Teks yang Diberikan >>
------------------------------------

Jumat, 08 Mei 2009

2nd - - Life is an ongoing dialogue ^^

 



 


Dear, all =)

Sebelumnya, with all due respect, saya amat sangat berterima kasih atas respon, dukungan, semangat, dan juga overview pengalaman dari kakak sekalian di milis yang mau berbagi waktu di tengah padat kesibukan untuk membaca, bahkan memberi tanggapan. Plus yang japri pula ke personal email saya, sampe bertukar alamat keanggotaan fesbukiyah alias facebook, hehehe.. Jujur, saya terharu, senang, terlebih: tidak merasa sendiri di tengah pusaran ini. Saya merasa dihargai dan didengar. Apalagi setelah terkekeh-kekeh sendiri menyimak arah perbincangan sampe ke `ngambek'-nya salah seorang anggota milis yang pengen unsub, hohoho [Mba , jangan unsub ya, kita kan belum kenalan lebih dekat.. kan tak kenal maka tak sayang, hehe…].

------------------------------------

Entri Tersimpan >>
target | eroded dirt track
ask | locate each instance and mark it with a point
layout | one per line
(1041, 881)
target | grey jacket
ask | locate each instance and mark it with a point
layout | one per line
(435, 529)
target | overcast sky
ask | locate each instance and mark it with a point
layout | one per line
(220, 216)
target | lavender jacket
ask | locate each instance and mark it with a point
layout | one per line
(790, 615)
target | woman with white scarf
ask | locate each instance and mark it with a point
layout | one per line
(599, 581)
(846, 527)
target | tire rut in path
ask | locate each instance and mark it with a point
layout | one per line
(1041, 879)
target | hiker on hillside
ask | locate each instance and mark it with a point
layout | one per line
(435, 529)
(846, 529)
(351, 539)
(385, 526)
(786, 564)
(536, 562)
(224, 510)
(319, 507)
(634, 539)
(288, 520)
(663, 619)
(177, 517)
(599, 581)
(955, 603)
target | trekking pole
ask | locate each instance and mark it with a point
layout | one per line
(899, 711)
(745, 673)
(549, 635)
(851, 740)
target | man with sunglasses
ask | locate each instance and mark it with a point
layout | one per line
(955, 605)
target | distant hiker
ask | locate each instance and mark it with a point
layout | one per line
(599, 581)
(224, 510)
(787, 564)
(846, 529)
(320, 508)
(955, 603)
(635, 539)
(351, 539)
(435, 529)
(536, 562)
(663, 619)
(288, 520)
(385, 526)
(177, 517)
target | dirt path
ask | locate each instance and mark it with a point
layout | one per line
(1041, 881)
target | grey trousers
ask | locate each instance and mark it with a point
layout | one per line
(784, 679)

------------------------------------

Langkah yang Diperlukan >>
1. Salin dengan persis bagian teks dari "Dear, all =)" sampai dengan "tak sayang, hehe…].", termasuk kedua batas tersebut.
2. Di awal teks, penulis menyatakan terima kasih kepada para kakak di milis atas beberapa hal. Sebutkan seluruh hal tersebut.
Item tersebut merupakan materi tersendiri yang terpisah dari teks.

Jawaban Setiap Tugas >>
1.
Dear, all =)

Sebelumnya, with all due respect, saya amat sangat berterima kasih atas respon, dukungan, semangat, dan juga overview pengalaman dari kakak sekalian di milis yang mau berbagi waktu di tengah padat kesibukan untuk membaca, bahkan memberi tanggapan. Plus yang japri pula ke personal email saya, sampe bertukar alamat keanggotaan fesbukiyah alias facebook, hehehe.. Jujur, saya terharu, senang, terlebih: tidak merasa sendiri di tengah pusaran ini. Saya merasa dihargai dan didengar. Apalagi setelah terkekeh-kekeh sendiri menyimak arah perbincangan sampe ke `ngambek'-nya salah seorang anggota milis yang pengen unsub, hohoho [Mba , jangan unsub ya, kita kan belum kenalan lebih dekat.. kan tak kenal maka tak sayang, hehe…].

2. Respon, dukungan, semangat, dan overview pengalaman.